→ What you should do
Repeat every entry word for word; omit all pictures.

━━━━━ Input

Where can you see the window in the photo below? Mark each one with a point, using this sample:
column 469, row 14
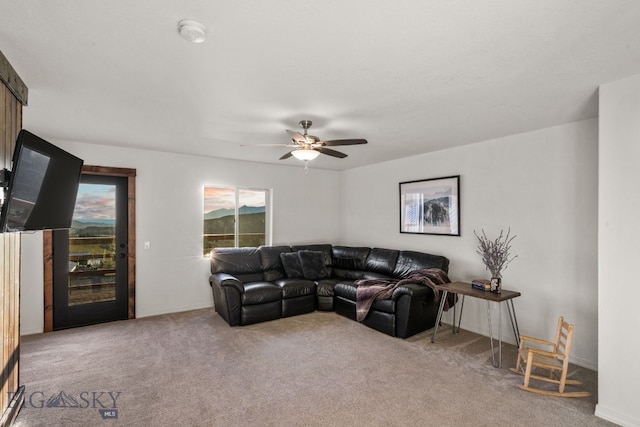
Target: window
column 235, row 217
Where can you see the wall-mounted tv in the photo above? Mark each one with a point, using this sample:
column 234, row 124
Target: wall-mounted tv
column 42, row 187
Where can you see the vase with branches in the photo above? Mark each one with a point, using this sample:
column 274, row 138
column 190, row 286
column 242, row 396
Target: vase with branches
column 496, row 255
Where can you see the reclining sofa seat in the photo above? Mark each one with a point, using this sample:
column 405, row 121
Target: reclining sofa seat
column 251, row 285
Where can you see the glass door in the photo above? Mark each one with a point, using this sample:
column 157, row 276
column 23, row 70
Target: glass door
column 90, row 259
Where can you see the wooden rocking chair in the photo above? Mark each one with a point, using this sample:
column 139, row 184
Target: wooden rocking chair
column 555, row 360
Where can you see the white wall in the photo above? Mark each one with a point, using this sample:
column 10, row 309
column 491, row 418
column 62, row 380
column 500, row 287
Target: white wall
column 542, row 184
column 173, row 275
column 619, row 251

━━━━━━━━━━

→ Exercise output
Where can you see the window in the photo below? Mark each one with a point, using this sample:
column 469, row 14
Target: window
column 235, row 217
Where can you see the wall-mounted tv in the photo above? Mark each one with a point, using this sample:
column 234, row 124
Target: wall-mounted tv
column 42, row 187
Where can you see the vase with branches in the photo above? Mark each one with a point, using this sample:
column 274, row 138
column 190, row 286
column 242, row 396
Target: vase with branches
column 496, row 255
Where can you see the reclining sofa seat in the photo above? Mark each one with a point, using this sample:
column 405, row 121
Target: reclining sofa seat
column 251, row 285
Where can you see the glass door in the photo above? Mark each one with a point, using this sample:
column 157, row 276
column 23, row 70
Target: glass door
column 90, row 259
Where can you see the wooden rocking chair in the photo above? Mark each one with a point, using this sample:
column 139, row 184
Target: wooden rocking chair
column 555, row 360
Where can you see the white wall in the photo above? Mark each one with a point, using this sample:
column 10, row 309
column 491, row 418
column 62, row 380
column 500, row 287
Target: white wall
column 542, row 184
column 173, row 275
column 619, row 251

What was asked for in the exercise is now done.